● **OBJECTIVE**
Copy each of the rows below word for word, omitting the pictures from your copy.

(Pointing dataset records)
>>>
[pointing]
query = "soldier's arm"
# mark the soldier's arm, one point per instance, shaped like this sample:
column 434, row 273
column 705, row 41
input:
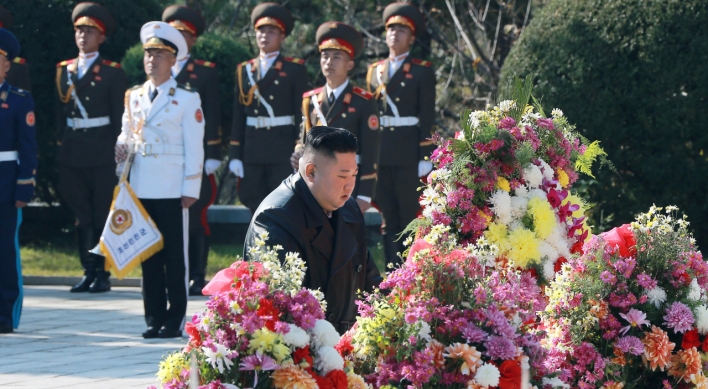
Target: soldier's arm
column 192, row 139
column 211, row 104
column 369, row 147
column 26, row 150
column 426, row 112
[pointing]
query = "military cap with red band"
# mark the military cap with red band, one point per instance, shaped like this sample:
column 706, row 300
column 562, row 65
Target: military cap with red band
column 272, row 14
column 404, row 14
column 339, row 36
column 93, row 15
column 184, row 19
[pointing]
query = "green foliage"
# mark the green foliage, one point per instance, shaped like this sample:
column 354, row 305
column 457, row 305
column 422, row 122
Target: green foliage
column 612, row 67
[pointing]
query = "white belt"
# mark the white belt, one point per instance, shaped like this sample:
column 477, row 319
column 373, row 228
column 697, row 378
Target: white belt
<<<
● **EXERCISE RESPONSE**
[pointing]
query = "soldier's arm"
# mark the soldier's arm, one point per instance, shaped like this sample:
column 434, row 273
column 705, row 41
input:
Target: soldier's arm
column 192, row 139
column 211, row 104
column 369, row 147
column 26, row 150
column 426, row 112
[pointing]
query = "military cap with red band"
# mark the military cap with red band, one point per instance, shaped like this sample:
column 706, row 300
column 562, row 65
Target: military cap with red band
column 272, row 14
column 404, row 14
column 339, row 36
column 93, row 15
column 184, row 19
[pointing]
query = "green foliage"
# mark the green foliage, one point per instance, shaped like this sample:
column 354, row 305
column 457, row 305
column 422, row 122
Target: green foliage
column 612, row 67
[pointing]
query = "white belt"
# mark the white belt, one point per instance, shaped like this sample:
column 477, row 319
column 373, row 228
column 697, row 378
Target: white belt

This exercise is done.